*** Opening DATA ***
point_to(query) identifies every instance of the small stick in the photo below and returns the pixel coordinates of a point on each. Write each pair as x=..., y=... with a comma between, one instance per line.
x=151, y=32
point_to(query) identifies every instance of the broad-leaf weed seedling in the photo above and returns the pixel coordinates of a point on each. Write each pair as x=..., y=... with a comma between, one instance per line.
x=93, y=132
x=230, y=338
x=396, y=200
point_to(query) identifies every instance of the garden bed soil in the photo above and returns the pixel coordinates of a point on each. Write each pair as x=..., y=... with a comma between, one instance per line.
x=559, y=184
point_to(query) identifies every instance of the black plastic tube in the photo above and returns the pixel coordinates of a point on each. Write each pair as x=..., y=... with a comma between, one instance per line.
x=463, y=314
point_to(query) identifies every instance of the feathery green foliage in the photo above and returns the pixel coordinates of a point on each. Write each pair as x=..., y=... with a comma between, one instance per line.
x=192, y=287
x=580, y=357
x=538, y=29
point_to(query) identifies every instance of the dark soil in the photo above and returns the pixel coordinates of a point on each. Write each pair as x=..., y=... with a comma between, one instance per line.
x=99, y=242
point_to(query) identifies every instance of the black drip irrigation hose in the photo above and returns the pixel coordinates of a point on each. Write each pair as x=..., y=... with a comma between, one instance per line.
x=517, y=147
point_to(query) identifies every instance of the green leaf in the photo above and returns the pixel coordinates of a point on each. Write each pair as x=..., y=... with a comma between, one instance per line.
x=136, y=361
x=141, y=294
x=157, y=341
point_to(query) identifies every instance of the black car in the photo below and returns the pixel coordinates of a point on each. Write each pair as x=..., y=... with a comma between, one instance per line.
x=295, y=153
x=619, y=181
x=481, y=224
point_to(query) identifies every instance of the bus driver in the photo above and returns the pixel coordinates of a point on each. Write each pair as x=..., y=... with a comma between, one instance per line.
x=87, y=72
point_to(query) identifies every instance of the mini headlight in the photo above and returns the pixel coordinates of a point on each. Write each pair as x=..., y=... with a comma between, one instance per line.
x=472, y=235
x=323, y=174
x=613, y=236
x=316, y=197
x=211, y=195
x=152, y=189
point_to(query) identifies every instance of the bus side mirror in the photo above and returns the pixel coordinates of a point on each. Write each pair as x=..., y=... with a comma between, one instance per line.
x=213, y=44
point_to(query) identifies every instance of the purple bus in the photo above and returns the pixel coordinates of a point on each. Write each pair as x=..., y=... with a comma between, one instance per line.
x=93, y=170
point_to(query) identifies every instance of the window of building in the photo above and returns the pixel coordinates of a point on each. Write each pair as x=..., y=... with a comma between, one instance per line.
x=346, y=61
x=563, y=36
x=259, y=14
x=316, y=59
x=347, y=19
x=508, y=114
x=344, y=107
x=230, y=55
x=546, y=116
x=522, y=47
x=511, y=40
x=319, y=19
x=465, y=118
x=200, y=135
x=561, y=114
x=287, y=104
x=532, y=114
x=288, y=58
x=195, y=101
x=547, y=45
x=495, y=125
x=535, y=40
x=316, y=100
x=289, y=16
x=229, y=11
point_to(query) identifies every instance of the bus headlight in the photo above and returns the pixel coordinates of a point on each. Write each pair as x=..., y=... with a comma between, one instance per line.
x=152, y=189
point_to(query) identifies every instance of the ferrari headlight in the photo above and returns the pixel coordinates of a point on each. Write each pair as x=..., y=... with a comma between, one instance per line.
*** Closing DATA ***
> _PROBLEM STATEMENT_: Give back all the records above exactly as they were written.

> _OUTPUT OF THE EXERCISE_:
point_to(query) identifies every instance of the small stick in the photo below and returns the pixel coordinates of a point on each. Write each pair as x=..., y=... with a comma between, one instance per line.
x=151, y=32
point_to(query) identifies every instance of the broad-leaf weed seedling in the photo above and returns the pixel coordinates of a point on each. Write each pair as x=..., y=... with a comma between, one instance per line.
x=93, y=132
x=230, y=338
x=396, y=200
point_to(query) identifies every instance of the garden bed soil in the photo above and returns the pixel coordinates of a point on each. Write each pair as x=..., y=... with a comma between, one instance per line.
x=559, y=184
point_to(query) identifies every instance of the black plastic tube in the photo above and returns the pixel coordinates of a point on each. Write each pair as x=..., y=... with a comma between, one instance per line.
x=463, y=314
point_to(query) identifies every instance of the feathery green foliage in the photo above and returns the pixel coordinates of a point on each. Write each pair as x=..., y=... with a comma between, one instance per line.
x=192, y=287
x=580, y=357
x=538, y=29
point_to(query) identifies every instance of the dark soil in the photo above and returns the pixel coordinates of a point on each. Write each pair as x=..., y=... with a comma between, one instance per line.
x=99, y=242
point_to(query) identifies every instance of the black drip irrigation hose in the photo above and returns the pixel coordinates of a point on each. Write each pair as x=..., y=... with a comma between, one instance per line.
x=517, y=147
point_to(query) identifies every instance of the green leaf in the photo above and returns the pixel coordinates of a point on each. Write each pair as x=..., y=... with a comma between, one instance per line.
x=136, y=361
x=141, y=294
x=157, y=341
point_to(query) identifies every instance of the black car in the photo below and returns the pixel coordinates of a point on each. Write each pair as x=..., y=... with a comma between, one instance per line.
x=295, y=153
x=619, y=181
x=481, y=224
point_to(query) identifies every instance of the bus driver in the photo above and returns the pixel coordinates of a point on each. Write each pair as x=..., y=... with a comma between, one instance per line.
x=87, y=72
point_to(query) identifies every instance of the mini headlight in the photo above and returns the pixel coordinates of a point on each. Write each pair as x=..., y=... with a comma between, one instance per line.
x=472, y=235
x=323, y=174
x=613, y=236
x=316, y=197
x=211, y=195
x=152, y=189
point_to(query) identifies every instance of the bus side mirror in the photo above and returns the pixel coordinates of a point on each. Write each pair as x=..., y=... with a comma between, one instance per line.
x=213, y=44
point_to(query) identifies every instance of the purple bus in the photo above and returns the pixel coordinates of a point on each. Write each pair as x=..., y=... with a comma between, one instance per line.
x=93, y=170
point_to(query) identifies every instance of the window of building in the photo above and returns the pixel coordinates of a point on each. Write each pair as x=..., y=... with a comma between, one instance per line.
x=346, y=61
x=563, y=36
x=259, y=14
x=316, y=59
x=347, y=19
x=508, y=114
x=344, y=107
x=230, y=55
x=546, y=116
x=522, y=47
x=511, y=40
x=319, y=19
x=465, y=118
x=200, y=135
x=561, y=114
x=287, y=104
x=532, y=114
x=288, y=58
x=195, y=101
x=547, y=45
x=495, y=125
x=535, y=40
x=316, y=100
x=289, y=16
x=229, y=11
point_to(query) identifies every instance of the bus headlight in the photo above and returns the pixel coordinates of a point on each. Write each pair as x=..., y=... with a comma between, one instance per line.
x=152, y=189
point_to(query) identifies every instance of the ferrari headlight in the photo above and returns the pixel coordinates of a point on each. Write each pair as x=..., y=... with a comma between, one instance per line.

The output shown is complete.